━━━━━ Text under study ━━━━━

Resilient economic growth in Q3 reflected in improvement in employment indicators: Finmin report

Defends PLFS methodology, one hour criterion based on international norms

economic growth
“The inclusiveness of resilient economic growth in the third quarter is also reflected in the improvement in employment indicators,” said the Monthly Economic Review of the finance ministry. (Representational image)

Expressing optimism about improvement in the country’s labour market on the back of higher growth in the third quarter of the fiscal, the finance ministry has defended the periodic labour force survey (PLFS) and said the current weekly status (CWS) to assess employment is in line with international norms. Variations in methodologies and questionnaires lead to differences in estimates between different agencies, it further said.

“The inclusiveness of resilient economic growth in the third quarter is also reflected in the improvement in employment indicators,” said the Monthly Economic Review of the finance ministry, adding that high-frequency indicators such as the payroll data of the EPFO, the PMI indices for manufacturing and services and demand for work under the MGNREGS scheme further reflect an improvement in the overall employment situation across sectors.

It also highlighted that as per the PLFS, the overall urban unemployment rate for people aged 15 years and above declined to 7.2% in the December 2022 quarter from 8.7% a year ago.

“The PLFS data further indicates that employment indicators in the quarter ending December 2022 have gone beyond pre-pandemic levels, indicating that the labour markets have recovered well from the impact of the Covid-19 pandemic,” it said, noting that recently there has been debate on the accuracy of PLFS estimates compared to estimates produced by various other agencies.

The PLFS survey conducted by the National Sample Survey Organisation present results on unemployment calculated based on the usual status and the current weekly status. One of the contentious issues is seen as the CWS, which categorises a person as employed if he or she has pursued an economic activity for at least one hour during the seven days preceding the date of the survey.

“CWS is the internationally accepted standard and can capture temporary loss in employment more sensitively than usual status,” the report stressed, adding that the one hour criterion to measure unemployment is internationally accepted and even used by the ILO.

“The 13th ICLS (ILO’s International Conference of Labour Statisticians) Resolution stipulates that, for operational purposes, the notion of ‘some work’ should be interpreted as work for at least one hour during a short reference period,” it said, adding that this means that engagement in economic activity for as little as one hour is sufficient for a person to be classified as employed based on the labour force framework.

The ministry further stressed that the estimates derived from official NSSO surveys are much more consistent with ILO norms compared to other non-official surveys. “The statistical and operational aspects of the survey are overseen by a Standing Committee consisting of reputed survey statisticians and other experts,” it said.

The CMIE Unemployment Rate considers a person to be employed only when the person is employed for the better part of a day. This is one of the reasons seen for the difference in the CMIE unemployment data and that of the PLFS.

━━━━━

* _Task prompt_
How would this sentence from the article on employment indicators read in Spanish: "The CMIE Unemployment Rate considers a person to be employed only when the person is employed for the better part of a day."? The material that comes next has no connection to the article above.

━━━━━ Information given ━━━━━

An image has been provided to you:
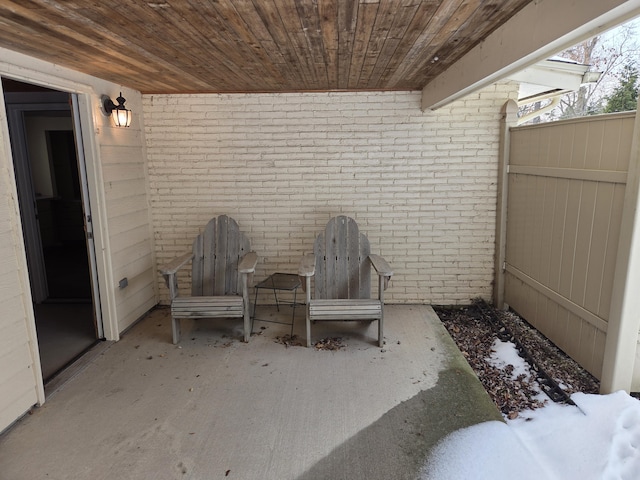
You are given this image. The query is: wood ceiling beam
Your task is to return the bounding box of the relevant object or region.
[422,0,640,110]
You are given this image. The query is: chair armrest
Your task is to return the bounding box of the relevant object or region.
[238,252,258,273]
[298,253,316,277]
[160,252,193,277]
[369,254,393,277]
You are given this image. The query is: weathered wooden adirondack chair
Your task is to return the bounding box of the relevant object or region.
[160,215,258,344]
[299,216,393,347]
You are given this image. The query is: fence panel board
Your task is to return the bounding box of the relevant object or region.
[505,113,635,378]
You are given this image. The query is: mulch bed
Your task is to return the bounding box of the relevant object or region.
[434,300,599,419]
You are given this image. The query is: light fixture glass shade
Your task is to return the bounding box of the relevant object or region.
[100,92,131,127]
[111,106,131,127]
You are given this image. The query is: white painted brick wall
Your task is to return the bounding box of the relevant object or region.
[143,85,516,304]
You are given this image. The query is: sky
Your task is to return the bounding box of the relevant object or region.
[421,340,640,480]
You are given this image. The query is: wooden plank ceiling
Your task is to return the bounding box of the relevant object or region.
[0,0,531,93]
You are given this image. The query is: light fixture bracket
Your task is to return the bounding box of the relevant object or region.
[100,92,131,127]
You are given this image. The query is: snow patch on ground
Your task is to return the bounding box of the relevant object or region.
[421,340,640,480]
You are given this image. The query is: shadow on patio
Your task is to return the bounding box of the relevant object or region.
[0,305,501,480]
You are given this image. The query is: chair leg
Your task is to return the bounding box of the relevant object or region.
[171,317,180,345]
[244,305,251,343]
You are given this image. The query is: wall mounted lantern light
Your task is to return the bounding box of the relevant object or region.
[101,92,131,127]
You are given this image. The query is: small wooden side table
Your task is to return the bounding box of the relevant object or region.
[253,272,301,336]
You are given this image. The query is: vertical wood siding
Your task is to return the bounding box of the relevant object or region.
[505,113,635,378]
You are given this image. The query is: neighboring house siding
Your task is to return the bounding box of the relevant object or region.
[143,84,517,304]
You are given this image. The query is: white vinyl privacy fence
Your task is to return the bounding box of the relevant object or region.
[495,105,640,391]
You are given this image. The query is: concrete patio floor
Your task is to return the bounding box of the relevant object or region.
[0,305,501,480]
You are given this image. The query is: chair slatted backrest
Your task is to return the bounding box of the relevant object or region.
[191,215,251,296]
[314,215,371,299]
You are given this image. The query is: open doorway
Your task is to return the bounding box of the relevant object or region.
[2,78,102,382]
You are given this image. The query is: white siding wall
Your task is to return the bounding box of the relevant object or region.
[143,85,516,304]
[0,109,42,431]
[0,49,157,431]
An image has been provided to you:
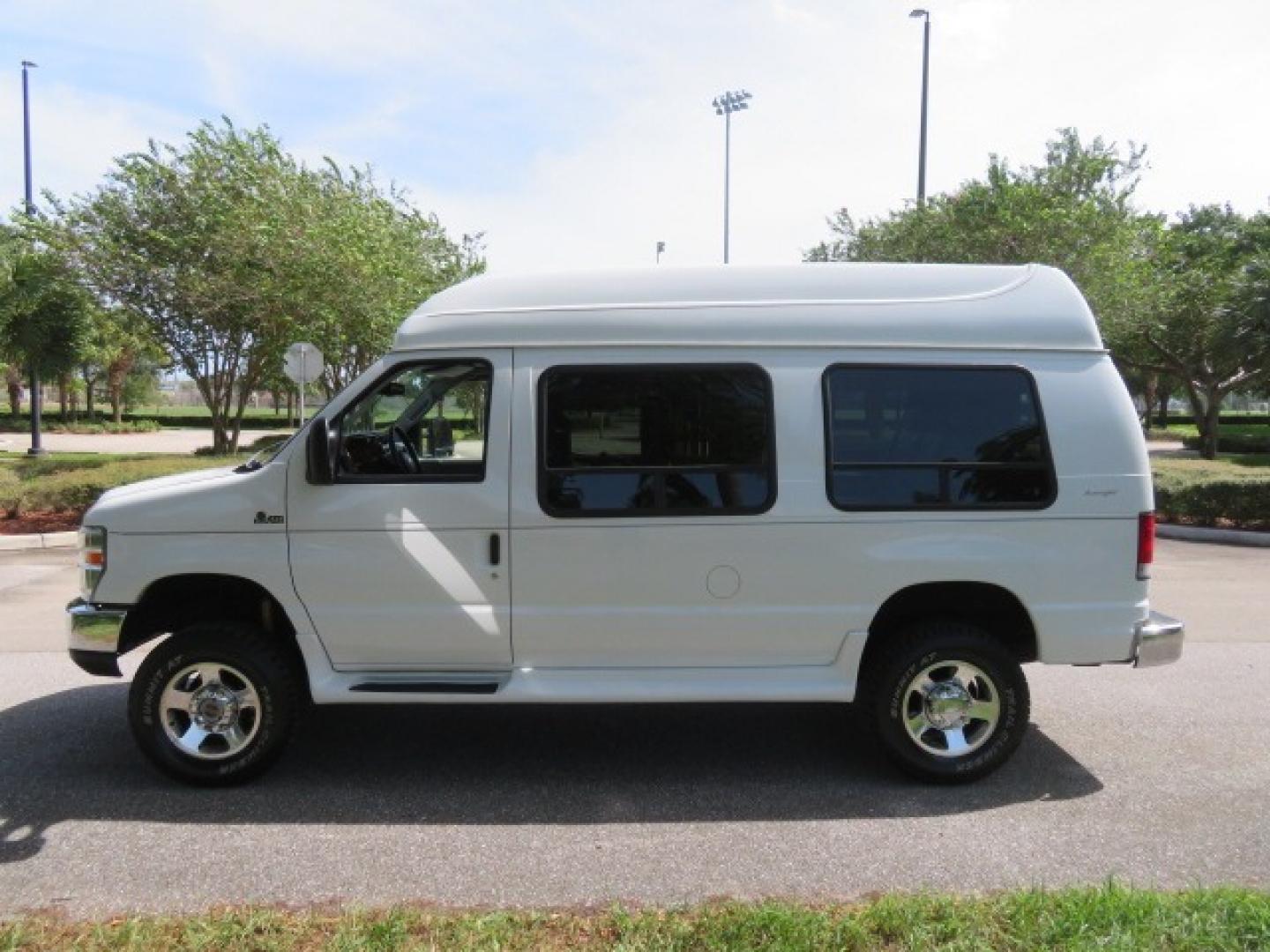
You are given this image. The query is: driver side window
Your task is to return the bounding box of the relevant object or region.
[337,361,491,482]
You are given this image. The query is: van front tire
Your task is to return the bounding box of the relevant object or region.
[860,621,1031,783]
[128,622,300,787]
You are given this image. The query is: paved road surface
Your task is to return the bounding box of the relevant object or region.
[0,542,1270,914]
[0,428,291,453]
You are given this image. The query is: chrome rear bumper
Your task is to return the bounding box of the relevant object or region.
[1132,612,1186,667]
[66,598,128,678]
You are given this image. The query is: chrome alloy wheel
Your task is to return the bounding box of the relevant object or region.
[903,660,1001,756]
[159,661,260,761]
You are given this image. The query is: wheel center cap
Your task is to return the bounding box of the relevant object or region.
[926,681,972,730]
[190,684,237,731]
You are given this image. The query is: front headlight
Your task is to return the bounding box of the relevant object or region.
[78,525,106,602]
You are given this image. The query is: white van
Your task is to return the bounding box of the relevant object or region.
[69,264,1183,783]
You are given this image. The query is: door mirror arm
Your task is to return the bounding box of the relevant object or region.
[305,416,335,487]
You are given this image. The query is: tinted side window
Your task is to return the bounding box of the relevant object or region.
[337,361,491,482]
[539,366,776,517]
[826,367,1054,509]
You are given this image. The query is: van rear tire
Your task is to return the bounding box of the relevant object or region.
[860,621,1031,783]
[128,622,301,787]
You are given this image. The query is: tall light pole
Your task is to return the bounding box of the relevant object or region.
[711,90,753,264]
[908,9,931,208]
[21,60,44,456]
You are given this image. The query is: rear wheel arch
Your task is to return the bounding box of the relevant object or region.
[860,582,1040,670]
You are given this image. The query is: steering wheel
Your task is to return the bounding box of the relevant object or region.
[389,424,419,472]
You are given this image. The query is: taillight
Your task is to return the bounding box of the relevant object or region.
[1138,513,1155,582]
[78,525,106,600]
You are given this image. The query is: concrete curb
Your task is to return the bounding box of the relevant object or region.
[1155,522,1270,548]
[0,532,78,552]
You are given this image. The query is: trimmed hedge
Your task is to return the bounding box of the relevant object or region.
[1183,433,1270,453]
[1152,459,1270,529]
[1151,410,1270,427]
[0,416,162,433]
[123,416,286,430]
[0,455,243,518]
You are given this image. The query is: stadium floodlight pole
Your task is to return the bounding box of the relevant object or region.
[21,60,44,456]
[710,89,753,264]
[908,8,931,208]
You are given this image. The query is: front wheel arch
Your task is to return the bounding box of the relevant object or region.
[118,572,307,687]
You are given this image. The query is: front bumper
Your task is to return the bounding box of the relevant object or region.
[1132,612,1186,667]
[66,598,128,678]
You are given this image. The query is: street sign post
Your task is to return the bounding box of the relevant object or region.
[282,341,326,427]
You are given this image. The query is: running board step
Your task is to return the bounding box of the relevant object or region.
[349,679,503,695]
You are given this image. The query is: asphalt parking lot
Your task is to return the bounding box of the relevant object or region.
[0,540,1270,915]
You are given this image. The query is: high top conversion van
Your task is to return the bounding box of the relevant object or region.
[69,264,1183,785]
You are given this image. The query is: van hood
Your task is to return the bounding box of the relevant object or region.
[98,465,235,502]
[84,461,287,536]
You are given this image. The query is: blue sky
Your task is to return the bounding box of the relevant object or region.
[0,0,1270,271]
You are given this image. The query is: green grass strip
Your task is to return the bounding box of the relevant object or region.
[0,885,1270,952]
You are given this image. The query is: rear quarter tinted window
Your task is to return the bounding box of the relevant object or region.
[539,364,776,517]
[825,366,1054,509]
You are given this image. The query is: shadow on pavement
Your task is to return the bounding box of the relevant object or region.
[0,684,1102,862]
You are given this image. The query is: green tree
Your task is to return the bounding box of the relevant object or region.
[804,128,1161,364]
[49,119,482,452]
[274,161,485,396]
[0,227,93,413]
[1117,205,1270,459]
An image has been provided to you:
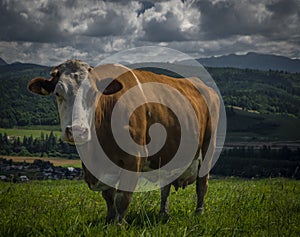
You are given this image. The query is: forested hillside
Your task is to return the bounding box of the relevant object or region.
[0,63,59,127]
[0,63,300,131]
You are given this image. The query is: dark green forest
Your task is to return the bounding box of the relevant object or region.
[0,64,300,128]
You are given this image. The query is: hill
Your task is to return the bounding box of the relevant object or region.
[0,63,300,140]
[180,52,300,73]
[0,58,7,66]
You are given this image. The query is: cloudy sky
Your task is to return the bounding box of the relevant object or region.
[0,0,300,65]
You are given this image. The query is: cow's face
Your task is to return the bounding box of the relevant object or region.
[28,60,92,143]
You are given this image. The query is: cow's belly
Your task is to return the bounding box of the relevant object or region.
[142,156,201,190]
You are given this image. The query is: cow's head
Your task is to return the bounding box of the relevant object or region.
[28,60,92,143]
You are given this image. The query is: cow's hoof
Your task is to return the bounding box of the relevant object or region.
[195,207,204,215]
[159,212,170,223]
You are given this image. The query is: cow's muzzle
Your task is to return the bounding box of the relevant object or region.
[65,125,89,144]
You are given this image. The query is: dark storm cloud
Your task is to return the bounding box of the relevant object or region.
[195,0,300,40]
[142,12,187,42]
[0,0,300,65]
[0,1,67,42]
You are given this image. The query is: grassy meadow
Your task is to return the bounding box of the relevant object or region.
[0,178,300,236]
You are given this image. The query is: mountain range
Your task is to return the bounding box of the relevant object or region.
[179,52,300,73]
[0,52,300,73]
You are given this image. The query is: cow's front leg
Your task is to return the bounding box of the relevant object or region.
[102,188,117,223]
[114,190,132,223]
[160,184,171,216]
[196,174,209,214]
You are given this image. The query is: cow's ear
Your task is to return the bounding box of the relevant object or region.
[27,77,57,95]
[96,78,123,95]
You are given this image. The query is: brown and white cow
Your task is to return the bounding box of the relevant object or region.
[28,60,219,222]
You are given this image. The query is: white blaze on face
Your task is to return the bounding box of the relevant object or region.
[72,77,96,143]
[54,67,91,143]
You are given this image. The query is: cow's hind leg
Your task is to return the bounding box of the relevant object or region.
[196,174,209,214]
[114,190,132,223]
[160,184,171,216]
[102,188,117,223]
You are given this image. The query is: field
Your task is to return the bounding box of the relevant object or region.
[0,179,300,236]
[0,126,61,138]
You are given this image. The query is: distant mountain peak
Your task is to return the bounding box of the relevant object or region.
[181,52,300,73]
[0,57,7,66]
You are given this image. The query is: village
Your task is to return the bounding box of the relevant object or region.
[0,158,83,183]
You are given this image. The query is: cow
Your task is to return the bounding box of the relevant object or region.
[28,60,220,223]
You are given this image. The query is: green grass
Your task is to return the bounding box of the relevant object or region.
[0,126,61,138]
[226,110,300,141]
[0,179,300,236]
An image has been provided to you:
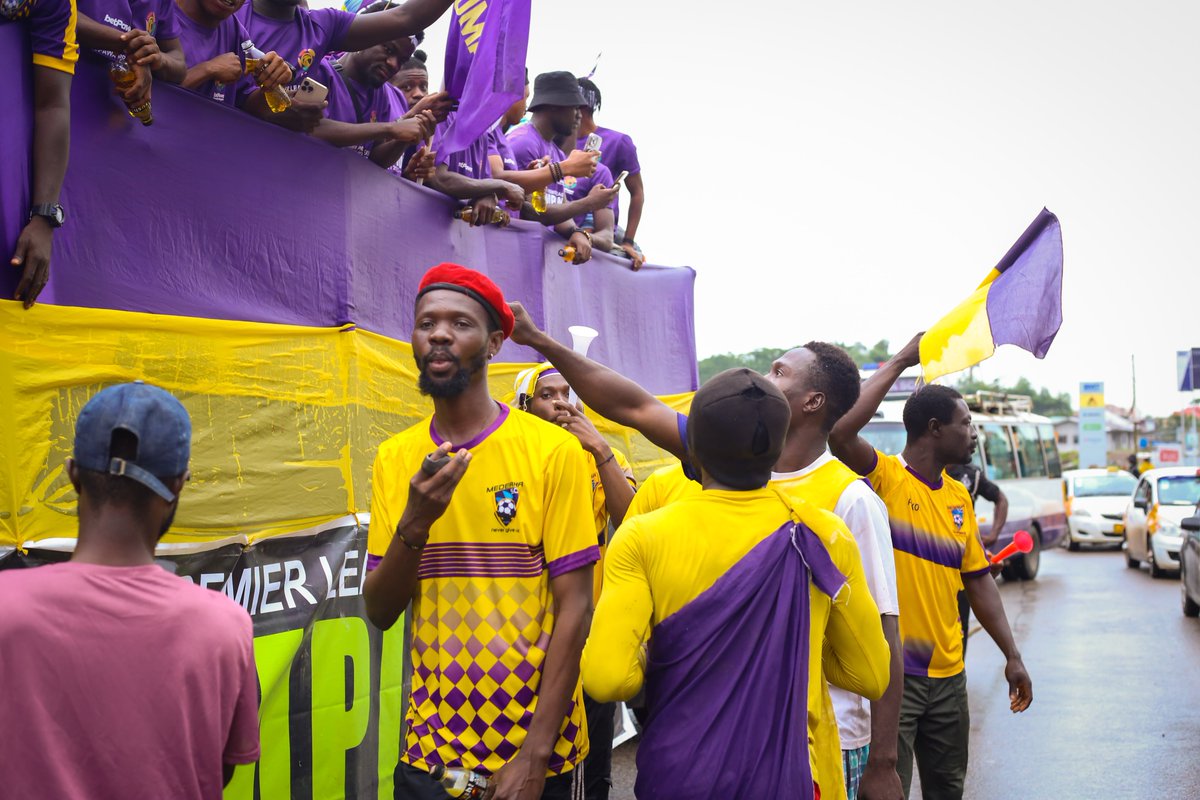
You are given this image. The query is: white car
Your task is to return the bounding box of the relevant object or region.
[1124,467,1200,578]
[1062,469,1138,551]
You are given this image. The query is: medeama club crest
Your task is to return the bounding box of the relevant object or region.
[496,487,521,527]
[950,506,967,530]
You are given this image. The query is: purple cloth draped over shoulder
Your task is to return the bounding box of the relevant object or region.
[635,522,846,800]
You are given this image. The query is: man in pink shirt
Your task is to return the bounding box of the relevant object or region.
[0,381,258,800]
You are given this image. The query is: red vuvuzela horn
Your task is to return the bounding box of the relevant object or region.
[991,530,1033,564]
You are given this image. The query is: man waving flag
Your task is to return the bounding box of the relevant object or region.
[920,209,1062,383]
[438,0,530,154]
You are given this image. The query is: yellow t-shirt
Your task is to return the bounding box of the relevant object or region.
[367,405,599,775]
[582,489,888,798]
[868,451,990,678]
[588,449,637,603]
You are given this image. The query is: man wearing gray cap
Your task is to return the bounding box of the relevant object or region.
[0,381,259,799]
[582,369,889,800]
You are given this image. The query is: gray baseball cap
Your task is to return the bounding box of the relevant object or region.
[74,380,192,503]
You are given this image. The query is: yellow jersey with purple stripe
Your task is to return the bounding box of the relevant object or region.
[868,451,989,678]
[0,0,79,74]
[367,404,600,775]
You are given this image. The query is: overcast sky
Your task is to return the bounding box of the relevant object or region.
[314,0,1200,414]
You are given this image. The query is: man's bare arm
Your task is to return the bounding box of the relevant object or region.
[332,0,454,53]
[962,570,1033,712]
[829,333,922,475]
[493,564,593,800]
[509,302,686,458]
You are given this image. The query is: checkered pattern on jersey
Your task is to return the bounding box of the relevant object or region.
[403,576,588,775]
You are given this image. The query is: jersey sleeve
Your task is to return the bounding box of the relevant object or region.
[308,8,354,60]
[367,447,403,572]
[29,0,79,74]
[580,522,654,703]
[961,491,991,576]
[222,609,259,764]
[866,450,904,494]
[541,439,600,578]
[822,521,890,699]
[834,481,900,615]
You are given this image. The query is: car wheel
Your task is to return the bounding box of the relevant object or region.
[1013,528,1042,581]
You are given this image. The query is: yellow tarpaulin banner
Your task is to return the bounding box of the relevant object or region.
[0,301,691,549]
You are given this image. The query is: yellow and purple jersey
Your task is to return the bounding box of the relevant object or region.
[0,0,79,74]
[868,451,989,678]
[367,405,599,775]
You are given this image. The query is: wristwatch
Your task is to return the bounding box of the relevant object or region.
[29,203,67,228]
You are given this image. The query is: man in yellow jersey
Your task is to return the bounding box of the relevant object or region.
[514,303,902,800]
[829,335,1033,800]
[583,369,888,800]
[514,361,637,800]
[364,264,600,800]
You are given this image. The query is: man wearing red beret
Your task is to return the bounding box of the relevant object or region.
[364,264,600,800]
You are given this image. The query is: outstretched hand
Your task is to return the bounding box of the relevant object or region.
[509,300,541,347]
[1004,657,1033,714]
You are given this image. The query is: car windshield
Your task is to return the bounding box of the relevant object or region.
[1074,473,1138,498]
[1158,475,1200,506]
[859,422,907,456]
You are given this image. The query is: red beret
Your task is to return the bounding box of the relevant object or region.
[416,264,516,338]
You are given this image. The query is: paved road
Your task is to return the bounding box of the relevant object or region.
[611,551,1200,800]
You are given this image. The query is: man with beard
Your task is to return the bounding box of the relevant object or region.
[364,264,599,800]
[829,335,1033,799]
[311,0,437,168]
[0,381,259,800]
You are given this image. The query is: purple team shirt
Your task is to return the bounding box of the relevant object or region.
[236,0,354,91]
[77,0,182,52]
[179,11,248,106]
[487,125,521,173]
[308,58,404,156]
[505,122,566,205]
[578,126,642,227]
[433,112,492,180]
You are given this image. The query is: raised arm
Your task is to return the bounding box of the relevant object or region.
[10,65,71,308]
[362,443,470,631]
[332,0,454,53]
[829,332,924,475]
[509,302,686,458]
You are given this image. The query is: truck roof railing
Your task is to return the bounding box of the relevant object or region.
[962,391,1033,415]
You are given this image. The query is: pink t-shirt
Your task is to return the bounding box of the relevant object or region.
[0,563,258,799]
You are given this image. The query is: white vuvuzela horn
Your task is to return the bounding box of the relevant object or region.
[566,325,600,405]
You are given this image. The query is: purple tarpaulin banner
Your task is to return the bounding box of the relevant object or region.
[0,35,696,393]
[438,0,530,157]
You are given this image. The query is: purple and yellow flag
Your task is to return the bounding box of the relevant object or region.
[920,209,1062,383]
[439,0,530,154]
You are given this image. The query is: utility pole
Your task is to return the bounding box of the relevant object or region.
[1129,353,1141,462]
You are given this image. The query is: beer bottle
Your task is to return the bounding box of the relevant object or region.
[454,205,510,225]
[108,54,154,125]
[430,764,487,800]
[241,38,292,114]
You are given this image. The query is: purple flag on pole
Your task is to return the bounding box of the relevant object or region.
[438,0,530,160]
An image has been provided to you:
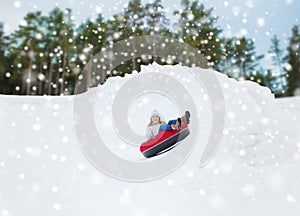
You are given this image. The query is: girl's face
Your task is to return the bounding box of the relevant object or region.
[151,116,159,123]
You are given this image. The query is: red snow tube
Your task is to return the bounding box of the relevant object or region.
[140,123,190,158]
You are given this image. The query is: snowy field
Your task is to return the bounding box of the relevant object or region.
[0,65,300,216]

━━━━━

* _Task answer_
La Tasa de Desempleo del CMIE considera que una persona está empleada solo cuando está empleada durante la mayor parte de un día.